**CHALLENGE A:**
Please report each line of the rows below that contains the word "idol".

**TEXT PROVIDED:**
start
# Assignment 4: Benchmarking Fashion-MNIST with ANN

### CS 6316 Machine Learning - Department of Computer Science - University of Virginia
"The original MNIST dataset contains a lot of handwritten digits. Members of the AI/ML/Data Science community love this dataset and use it as a benchmark to validate their algorithms. In fact, MNIST is often the first dataset researchers try. "If it doesn't work on MNIST, it won't work at all", they said. "Well, if it does work on MNIST, it may still fail on others." - **Zalando Research, Github Repo.**"

Fashion-MNIST is a dataset of Zalando's article images—consisting of a training set of 60,000 examples and a test set of 10,000 examples. Each example is a 28x28 grayscale image, associated with a label from 10 classes. We intend Fashion-MNIST to serve as a direct drop-in replacement for the original MNIST dataset for benchmarking machine learning algorithms. It shares the same image size and structure of training and testing splits.

![Here's an example how the data looks (each class takes three-rows):](https://github.com/zalandoresearch/fashion-mnist/raw/master/doc/img/fashion-mnist-sprite.png)

In this assignment, you will attempt to benchmarking the Fashion-MNIST using ANNs. You must use it to train some neural networks on TensorFlow and predict the final output of 10 classes. For deliverables, you must write code in Python and submit this Jupyter Notebook file (.ipynb) to earn a total of 100 pts. You will gain points depending on how you perform in the following sections.


---
## 1. PRE-PROCESSING THE DATA (20 pts)

You can load the Fashion MNIST directly from Tensorflow using the folliwng code:
    tf.keras.datasets.fashion_mnist.load_data();

Write some code to load the data file and take a quick look at the dataset, and output the following:
- How big is your dataset? (regarding MB)
- How many entries does it have?
- How many features does it have?
- What are some basic statistics you can learn right away about this dataset?

**Large-scale Visualization:** Demonstrate that this dataset is indeed a complex and high dimensional worthy of an attempt on TensorFlow. Again, is there any non-linearly separation among the classes? Discover and plot out all features among the features.

In [23]:
# You might want to use the following package
import numpy as np
import tensorflow as tf
from tensorflow import keras

# Your code goes here for this section.
(X_train, y_train), (X_test, y_test) = tf.keras.datasets.fashion_mnist.load_data()

# Scale data down to a fraction between 0 and 1
X_train = X_train / 255
X_test = X_test / 255

labels = ["T-shirt/top", "Trouser", "Pullover", "Dress", "Coat", "Sandal",
          "Shirt", "Sneaker", "Bag", "Ankle Boot"]

- - -
## 2. CONSTRUCTION PHASE (25 pts)

Define at least three networks with different structures: Ensure the input layer has the right number of inputs. The best structure often is found through a process of trial and error experimentation:
- You may start with a fully connected network structure with two hidden layers.
end
**INPUT RECORDS:**
start
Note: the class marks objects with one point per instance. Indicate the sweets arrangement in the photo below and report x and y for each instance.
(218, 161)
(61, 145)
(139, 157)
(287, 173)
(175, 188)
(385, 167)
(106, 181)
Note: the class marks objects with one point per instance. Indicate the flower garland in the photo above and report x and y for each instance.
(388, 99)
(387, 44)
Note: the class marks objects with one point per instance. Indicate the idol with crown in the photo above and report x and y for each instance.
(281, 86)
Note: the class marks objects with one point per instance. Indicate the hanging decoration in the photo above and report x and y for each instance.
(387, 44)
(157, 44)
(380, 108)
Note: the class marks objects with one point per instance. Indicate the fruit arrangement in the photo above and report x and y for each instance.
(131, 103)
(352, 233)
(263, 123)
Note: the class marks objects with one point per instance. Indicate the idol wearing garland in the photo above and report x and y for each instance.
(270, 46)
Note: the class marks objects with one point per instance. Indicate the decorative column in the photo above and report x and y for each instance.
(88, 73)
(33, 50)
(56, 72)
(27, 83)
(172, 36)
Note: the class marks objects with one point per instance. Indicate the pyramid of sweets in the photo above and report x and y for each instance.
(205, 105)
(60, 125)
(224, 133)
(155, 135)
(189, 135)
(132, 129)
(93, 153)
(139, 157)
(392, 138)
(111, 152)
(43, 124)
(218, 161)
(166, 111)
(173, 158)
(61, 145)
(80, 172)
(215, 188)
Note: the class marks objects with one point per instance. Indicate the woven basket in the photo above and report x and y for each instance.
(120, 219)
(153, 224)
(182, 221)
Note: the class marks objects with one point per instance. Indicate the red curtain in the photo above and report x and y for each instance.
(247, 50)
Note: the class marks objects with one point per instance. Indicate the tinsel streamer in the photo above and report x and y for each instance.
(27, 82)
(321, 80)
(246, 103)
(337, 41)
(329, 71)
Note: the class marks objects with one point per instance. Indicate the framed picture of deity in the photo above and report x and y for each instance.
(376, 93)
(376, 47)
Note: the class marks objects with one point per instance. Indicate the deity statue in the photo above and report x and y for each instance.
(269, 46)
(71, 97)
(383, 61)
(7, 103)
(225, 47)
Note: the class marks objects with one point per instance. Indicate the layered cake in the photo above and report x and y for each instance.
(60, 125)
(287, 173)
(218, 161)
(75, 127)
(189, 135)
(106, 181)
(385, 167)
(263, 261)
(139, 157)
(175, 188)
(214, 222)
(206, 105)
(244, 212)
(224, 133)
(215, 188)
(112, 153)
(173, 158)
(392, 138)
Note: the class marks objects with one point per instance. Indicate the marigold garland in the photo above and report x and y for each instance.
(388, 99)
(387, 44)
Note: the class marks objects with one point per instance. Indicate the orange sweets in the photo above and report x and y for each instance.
end
**CHALLENGE B:**
Using the Fashion-MNIST assignment above, decide whether each statement agrees with it. Answer yes or no for each, quoting the exact words of the text that settle it.
(i) The test set holds 10,000 examples.
(ii) Each example is a 32x32 color image.
(iii) The construction phase asks for at least three networks.

**FINAL RESULT A:**
Note: the class marks objects with one point per instance. Indicate the idol with crown in the photo above and report x and y for each instance.
Note: the class marks objects with one point per instance. Indicate the idol wearing garland in the photo above and report x and y for each instance.

**FINAL RESULT B:**
(i) Yes: "a test set of 10,000 examples"
(ii) No: "Each example is a 28x28 grayscale image"
(iii) Yes: "Define at least three networks with different structures"